Aim of the task: Render all of the items below as a Markdown table with two columns, Row and Line. Give each non-blank line its own numbered row and omit blank lines.

Data excerpts:
···

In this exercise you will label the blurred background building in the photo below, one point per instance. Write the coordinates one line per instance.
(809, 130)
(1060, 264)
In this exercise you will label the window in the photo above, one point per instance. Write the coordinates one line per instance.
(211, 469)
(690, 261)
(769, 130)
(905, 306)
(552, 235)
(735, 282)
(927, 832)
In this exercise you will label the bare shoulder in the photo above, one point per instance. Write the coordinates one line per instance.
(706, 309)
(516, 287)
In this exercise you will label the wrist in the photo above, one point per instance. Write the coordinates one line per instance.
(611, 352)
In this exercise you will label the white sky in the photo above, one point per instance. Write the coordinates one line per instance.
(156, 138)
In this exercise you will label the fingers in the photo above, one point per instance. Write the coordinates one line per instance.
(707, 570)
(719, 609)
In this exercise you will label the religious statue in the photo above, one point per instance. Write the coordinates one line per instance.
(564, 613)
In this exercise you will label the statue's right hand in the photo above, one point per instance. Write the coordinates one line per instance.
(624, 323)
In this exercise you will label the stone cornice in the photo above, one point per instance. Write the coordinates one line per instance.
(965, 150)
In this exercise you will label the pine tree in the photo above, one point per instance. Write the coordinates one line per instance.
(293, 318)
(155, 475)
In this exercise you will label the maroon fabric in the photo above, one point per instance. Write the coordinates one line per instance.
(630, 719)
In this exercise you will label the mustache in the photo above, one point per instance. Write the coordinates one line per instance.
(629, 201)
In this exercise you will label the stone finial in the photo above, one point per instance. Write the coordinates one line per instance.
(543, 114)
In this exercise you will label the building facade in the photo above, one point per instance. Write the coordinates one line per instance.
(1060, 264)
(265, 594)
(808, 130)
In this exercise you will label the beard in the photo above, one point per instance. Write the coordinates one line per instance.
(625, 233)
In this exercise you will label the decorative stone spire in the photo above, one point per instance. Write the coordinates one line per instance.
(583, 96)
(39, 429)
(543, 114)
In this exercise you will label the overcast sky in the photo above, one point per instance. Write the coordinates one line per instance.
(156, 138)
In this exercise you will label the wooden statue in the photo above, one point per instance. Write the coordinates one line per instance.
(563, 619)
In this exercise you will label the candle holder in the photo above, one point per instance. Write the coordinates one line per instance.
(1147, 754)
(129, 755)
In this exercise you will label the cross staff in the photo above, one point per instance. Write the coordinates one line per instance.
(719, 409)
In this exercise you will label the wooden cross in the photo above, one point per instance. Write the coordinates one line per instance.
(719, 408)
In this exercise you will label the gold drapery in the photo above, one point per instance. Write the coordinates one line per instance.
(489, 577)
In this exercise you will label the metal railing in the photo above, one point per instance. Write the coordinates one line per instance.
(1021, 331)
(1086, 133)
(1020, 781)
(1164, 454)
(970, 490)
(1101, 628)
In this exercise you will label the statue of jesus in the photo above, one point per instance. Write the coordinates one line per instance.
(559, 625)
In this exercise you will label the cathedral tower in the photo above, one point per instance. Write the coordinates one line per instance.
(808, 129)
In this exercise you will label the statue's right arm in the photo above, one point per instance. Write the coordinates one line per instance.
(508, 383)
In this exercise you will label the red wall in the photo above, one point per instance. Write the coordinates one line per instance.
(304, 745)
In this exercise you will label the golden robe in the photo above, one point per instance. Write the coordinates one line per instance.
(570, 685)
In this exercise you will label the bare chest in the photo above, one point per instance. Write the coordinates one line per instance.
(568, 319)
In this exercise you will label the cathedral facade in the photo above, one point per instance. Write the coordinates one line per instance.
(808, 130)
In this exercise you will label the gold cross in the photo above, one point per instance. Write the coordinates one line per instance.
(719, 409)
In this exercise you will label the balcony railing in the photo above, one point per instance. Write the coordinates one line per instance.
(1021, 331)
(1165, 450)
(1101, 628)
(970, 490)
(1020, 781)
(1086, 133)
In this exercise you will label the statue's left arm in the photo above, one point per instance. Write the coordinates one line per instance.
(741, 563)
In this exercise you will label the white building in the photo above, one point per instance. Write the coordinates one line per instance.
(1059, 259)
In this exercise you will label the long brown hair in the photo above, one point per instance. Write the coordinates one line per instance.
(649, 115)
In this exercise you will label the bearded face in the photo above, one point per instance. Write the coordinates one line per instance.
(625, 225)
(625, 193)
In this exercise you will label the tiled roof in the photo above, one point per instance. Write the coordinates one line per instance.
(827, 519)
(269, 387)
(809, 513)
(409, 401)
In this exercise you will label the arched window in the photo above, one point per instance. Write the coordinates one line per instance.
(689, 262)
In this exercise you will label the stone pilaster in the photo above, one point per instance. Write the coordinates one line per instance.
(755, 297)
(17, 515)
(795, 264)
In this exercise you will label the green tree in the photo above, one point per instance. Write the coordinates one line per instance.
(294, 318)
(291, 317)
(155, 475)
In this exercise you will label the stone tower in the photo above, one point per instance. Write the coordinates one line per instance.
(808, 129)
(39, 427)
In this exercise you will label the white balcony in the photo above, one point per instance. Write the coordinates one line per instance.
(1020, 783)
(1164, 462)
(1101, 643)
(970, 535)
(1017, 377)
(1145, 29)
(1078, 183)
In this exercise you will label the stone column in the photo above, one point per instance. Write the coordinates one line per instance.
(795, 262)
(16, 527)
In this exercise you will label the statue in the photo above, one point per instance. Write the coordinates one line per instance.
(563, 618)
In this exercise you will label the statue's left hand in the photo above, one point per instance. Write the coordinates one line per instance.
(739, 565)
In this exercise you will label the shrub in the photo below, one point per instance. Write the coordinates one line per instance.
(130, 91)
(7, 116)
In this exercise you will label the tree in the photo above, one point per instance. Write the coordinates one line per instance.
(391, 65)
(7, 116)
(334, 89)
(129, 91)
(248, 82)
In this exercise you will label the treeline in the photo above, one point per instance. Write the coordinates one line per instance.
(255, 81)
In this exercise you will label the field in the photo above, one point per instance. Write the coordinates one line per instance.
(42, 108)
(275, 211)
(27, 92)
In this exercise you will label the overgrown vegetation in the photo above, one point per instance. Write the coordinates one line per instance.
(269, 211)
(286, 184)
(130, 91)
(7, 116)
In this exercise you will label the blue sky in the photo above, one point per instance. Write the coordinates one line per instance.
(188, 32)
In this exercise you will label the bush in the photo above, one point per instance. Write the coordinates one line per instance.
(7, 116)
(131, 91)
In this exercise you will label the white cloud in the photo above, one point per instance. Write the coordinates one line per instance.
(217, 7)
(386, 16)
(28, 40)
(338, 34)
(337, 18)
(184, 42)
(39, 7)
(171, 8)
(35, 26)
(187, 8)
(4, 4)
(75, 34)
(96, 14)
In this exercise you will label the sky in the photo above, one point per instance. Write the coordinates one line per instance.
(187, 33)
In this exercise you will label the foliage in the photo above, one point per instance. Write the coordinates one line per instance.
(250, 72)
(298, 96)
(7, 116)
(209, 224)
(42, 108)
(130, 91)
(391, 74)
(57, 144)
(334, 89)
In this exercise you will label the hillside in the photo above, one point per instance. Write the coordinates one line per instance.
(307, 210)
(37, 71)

···

Exercise result:
| Row | Line |
|---|---|
| 1 | In this exercise you will label the blurred background building in the photo below, one point per instance. Write the coordinates one line per instance. |
| 2 | (809, 130) |
| 3 | (1060, 264) |
| 4 | In this exercise you will label the window in the photo above, one point per instance. Write the coordinates one line per instance. |
| 5 | (211, 469) |
| 6 | (690, 261) |
| 7 | (769, 130) |
| 8 | (905, 306) |
| 9 | (552, 235) |
| 10 | (735, 282) |
| 11 | (927, 832) |
| 12 | In this exercise you will label the bare shoulder in the photo above, one point per instance. Write the coordinates one line per instance. |
| 13 | (706, 309) |
| 14 | (516, 287) |
| 15 | In this exercise you will label the wrist in the photo above, one point per instance. Write the coordinates one line per instance. |
| 16 | (611, 352) |
| 17 | In this exercise you will label the white sky in the photo above, one point per instance. Write the coordinates one line per instance. |
| 18 | (156, 138) |
| 19 | In this exercise you will label the fingers in the photo above, one point per instance. Write the coordinates one line per instance. |
| 20 | (707, 570) |
| 21 | (719, 609) |
| 22 | In this exercise you will label the religious statue in the photo above, one point per instance. Write the coordinates one line per instance. |
| 23 | (564, 613) |
| 24 | In this exercise you will label the statue's right hand in the photo above, one point per instance. Write the coordinates one line per instance. |
| 25 | (624, 323) |
| 26 | In this exercise you will label the stone cornice in the photo above, one point per instance. Write the coordinates one line per instance. |
| 27 | (965, 150) |
| 28 | In this exercise you will label the pine tree in the photo above, one point per instance. Write the coordinates one line per instance. |
| 29 | (293, 318) |
| 30 | (155, 475) |
| 31 | In this exercise you will label the maroon fabric in the photo above, one point per instance. Write the coordinates one line per instance. |
| 32 | (630, 719) |
| 33 | In this exercise you will label the mustache in the photo above, one point per instance. Write the coordinates one line per instance. |
| 34 | (629, 201) |
| 35 | In this exercise you will label the stone finial in the photo above, one point per instance. Write the coordinates one line per instance. |
| 36 | (543, 114) |
| 37 | In this exercise you will label the building facade in the photo above, one point per instance. Write the coordinates one line per instance. |
| 38 | (1060, 264) |
| 39 | (265, 594) |
| 40 | (808, 130) |
| 41 | In this exercise you will label the beard in the photo above, one point per instance. Write the coordinates one line per instance. |
| 42 | (625, 233) |
| 43 | In this exercise you will label the decorative stone spire in the photo above, one point per instance. Write the coordinates one line per instance. |
| 44 | (583, 96) |
| 45 | (39, 429) |
| 46 | (543, 114) |
| 47 | In this exercise you will label the overcast sky in the photo above, one point per instance. Write the coordinates one line per instance. |
| 48 | (156, 138) |
| 49 | In this exercise you will label the wooden statue in the photo above, one point per instance. Write the coordinates one line per instance. |
| 50 | (563, 619) |
| 51 | In this exercise you will label the candle holder in the photo above, one point per instance. Write the coordinates one line per instance. |
| 52 | (1147, 754) |
| 53 | (129, 755) |
| 54 | In this exercise you will label the cross staff in the photo above, one point per instance. Write the coordinates one line per instance. |
| 55 | (719, 409) |
| 56 | In this exercise you will label the wooden cross in the photo above, one point per instance. Write the coordinates one line per instance. |
| 57 | (719, 408) |
| 58 | In this exercise you will label the gold drapery in the photo above, one point per instance. Write the coordinates one line per instance. |
| 59 | (489, 577) |
| 60 | In this exercise you will label the metal railing in the photo above, one point per instance. Write the coordinates one line per instance. |
| 61 | (1021, 331) |
| 62 | (1086, 133) |
| 63 | (1020, 781) |
| 64 | (1164, 454) |
| 65 | (970, 490) |
| 66 | (1101, 628) |
| 67 | In this exercise you will label the statue of jesus in the photo above, one point per instance. Write the coordinates one line per instance. |
| 68 | (559, 625) |
| 69 | In this exercise you will label the cathedral tower in the photo above, one point per instance. Write the coordinates one line per instance. |
| 70 | (808, 129) |
| 71 | In this exercise you will label the statue's right arm in the photo above, one point per instance. Write the coordinates one line per instance. |
| 72 | (508, 383) |
| 73 | In this exercise you will label the red wall in the photo above, one point per instance. Write the coordinates one line per instance. |
| 74 | (304, 745) |
| 75 | In this exercise you will label the golden robe in the photo above, one point per instance. Write the coordinates one line per instance. |
| 76 | (570, 685) |
| 77 | In this exercise you will label the bare chest in the photo above, one point per instance. Write the coordinates one line per instance. |
| 78 | (568, 319) |
| 79 | In this exercise you will label the cathedral facade in the photo above, one point per instance. Write the coordinates one line per instance. |
| 80 | (808, 130) |
| 81 | In this exercise you will label the gold cross in the photo above, one point per instance. Write the coordinates one line per instance. |
| 82 | (719, 409) |
| 83 | In this exercise you will label the balcony railing in the photo above, one point per instance. Write the coordinates one line per instance. |
| 84 | (1021, 331) |
| 85 | (1165, 450) |
| 86 | (1101, 628) |
| 87 | (970, 490) |
| 88 | (1020, 781) |
| 89 | (1086, 133) |
| 90 | In this exercise you will label the statue's left arm in the photo above, one point per instance. Write the coordinates one line per instance. |
| 91 | (741, 563) |
| 92 | In this exercise you will label the white building in the photo above, one point per instance. Write the coordinates one line per instance. |
| 93 | (1059, 259) |
| 94 | In this exercise you will label the long brown hair in the photo above, one point per instance. Write the coordinates one line per instance. |
| 95 | (649, 115) |
| 96 | In this exercise you will label the bearded face in the photo above, one point per instance. Write the coordinates one line per instance. |
| 97 | (625, 225) |
| 98 | (625, 193) |
| 99 | In this exercise you will label the tiled roof in the photo above, one point per instance. Write the coordinates one line per instance. |
| 100 | (827, 519) |
| 101 | (269, 387) |
| 102 | (809, 513) |
| 103 | (409, 401) |
| 104 | In this exercise you will label the arched window in the photo above, one point per instance. Write the coordinates one line per instance. |
| 105 | (689, 262) |
| 106 | In this exercise you will label the stone pilaster in the photo above, one point per instance. Write the coordinates one line per instance. |
| 107 | (755, 297) |
| 108 | (17, 515) |
| 109 | (795, 264) |
| 110 | In this exercise you will label the green tree in the photo above, one point per instance. Write the coordinates one line per instance. |
| 111 | (294, 318) |
| 112 | (291, 317) |
| 113 | (155, 475) |
| 114 | In this exercise you will label the stone tower in the photo above, one point per instance. Write the coordinates one line per instance. |
| 115 | (808, 129) |
| 116 | (39, 427) |
| 117 | In this exercise you will label the white balcony in the photo above, one point per instance. Write the coordinates one line per instance. |
| 118 | (1020, 783) |
| 119 | (1164, 462) |
| 120 | (1101, 643) |
| 121 | (970, 535) |
| 122 | (1017, 377) |
| 123 | (1145, 29) |
| 124 | (1078, 183) |
| 125 | In this exercise you will label the stone column in the photo above, one point per instance. Write the coordinates one line per instance. |
| 126 | (795, 262) |
| 127 | (16, 527) |
| 128 | In this exercise you will label the statue in the photo above, one point per instance. Write the coordinates one line per instance. |
| 129 | (563, 618) |
| 130 | In this exercise you will label the statue's left hand in the photo above, one point per instance. Write the coordinates one line per instance. |
| 131 | (739, 565) |
| 132 | In this exercise you will label the shrub in the photo below, one point per instance. Write the coordinates one line per instance. |
| 133 | (130, 91) |
| 134 | (7, 116) |
| 135 | In this exercise you will label the tree in the photo above, one point per instance. Write the coordinates one line per instance. |
| 136 | (391, 65) |
| 137 | (7, 116) |
| 138 | (334, 89) |
| 139 | (129, 91) |
| 140 | (248, 82) |
| 141 | In this exercise you will label the treeline in the photo above, one point per instance. Write the coordinates one line per instance. |
| 142 | (255, 81) |
| 143 | In this exercise you will label the field in the photo above, one point per instance. Write the coordinates one line per instance. |
| 144 | (42, 108) |
| 145 | (275, 211) |
| 146 | (27, 92) |
| 147 | In this exercise you will label the overgrown vegetation in the photo above, one point per instance. Write the coordinates one line per instance. |
| 148 | (269, 211) |
| 149 | (286, 184) |
| 150 | (130, 91) |
| 151 | (7, 116) |
| 152 | In this exercise you will label the blue sky in the photo above, one point per instance. Write the coordinates one line per instance. |
| 153 | (188, 32) |
| 154 | In this exercise you will label the bush in the photo above, one point per instance. Write the coordinates one line per instance. |
| 155 | (7, 116) |
| 156 | (131, 91) |
| 157 | In this exercise you will label the white cloud in the photo above, one point per instance. Write the coordinates one line per instance. |
| 158 | (217, 7) |
| 159 | (386, 16) |
| 160 | (28, 40) |
| 161 | (338, 34) |
| 162 | (337, 18) |
| 163 | (184, 42) |
| 164 | (39, 7) |
| 165 | (171, 8) |
| 166 | (35, 26) |
| 167 | (187, 8) |
| 168 | (4, 4) |
| 169 | (75, 34) |
| 170 | (96, 14) |
| 171 | In this exercise you will label the sky in the photo above, one point per instance. Write the coordinates one line per instance. |
| 172 | (187, 33) |
| 173 | In this exercise you will label the foliage in the photo above, one point per instance. Write the coordinates one line per instance. |
| 174 | (250, 72) |
| 175 | (298, 96) |
| 176 | (7, 116) |
| 177 | (209, 224) |
| 178 | (42, 108) |
| 179 | (130, 91) |
| 180 | (391, 74) |
| 181 | (57, 144) |
| 182 | (334, 89) |
| 183 | In this exercise you will label the hillside in the photo above, one point per instance. Write the coordinates one line per instance. |
| 184 | (307, 210) |
| 185 | (37, 71) |